GIVEN EXERCISE>
Filter the data below and copy out each line that contains the string "depicted".

RECORDS SHOWN>
○ ○ ○ ○

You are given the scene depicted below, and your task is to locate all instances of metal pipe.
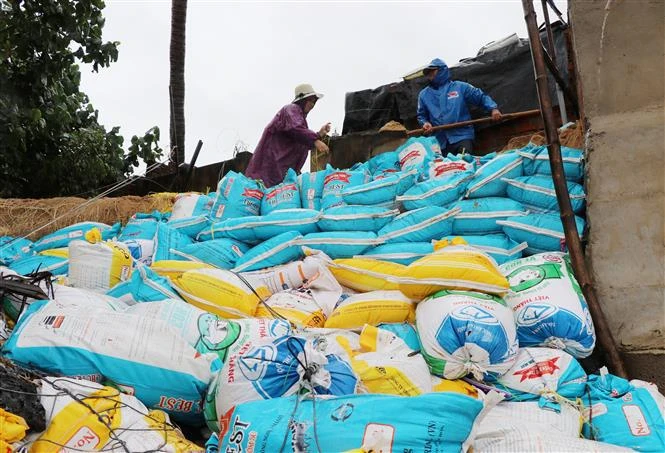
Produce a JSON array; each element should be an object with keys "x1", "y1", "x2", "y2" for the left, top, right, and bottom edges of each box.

○ ○ ○ ○

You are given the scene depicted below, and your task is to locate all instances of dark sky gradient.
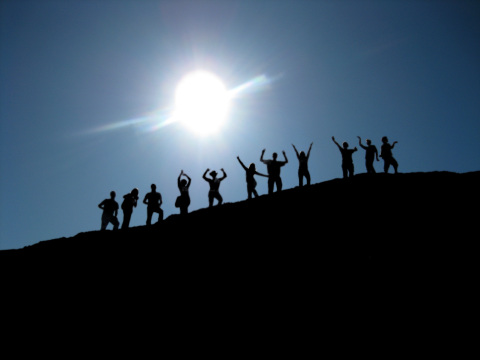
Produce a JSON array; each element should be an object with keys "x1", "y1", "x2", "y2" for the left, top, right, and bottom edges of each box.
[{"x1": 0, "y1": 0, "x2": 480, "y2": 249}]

○ ○ ○ ○

EXERCISE RESULT>
You are given the scene depicted below, and your task is to locate all instances of metal pipe.
You are given the scene depicted below, and your task is to locate all instances of dark sky gradient.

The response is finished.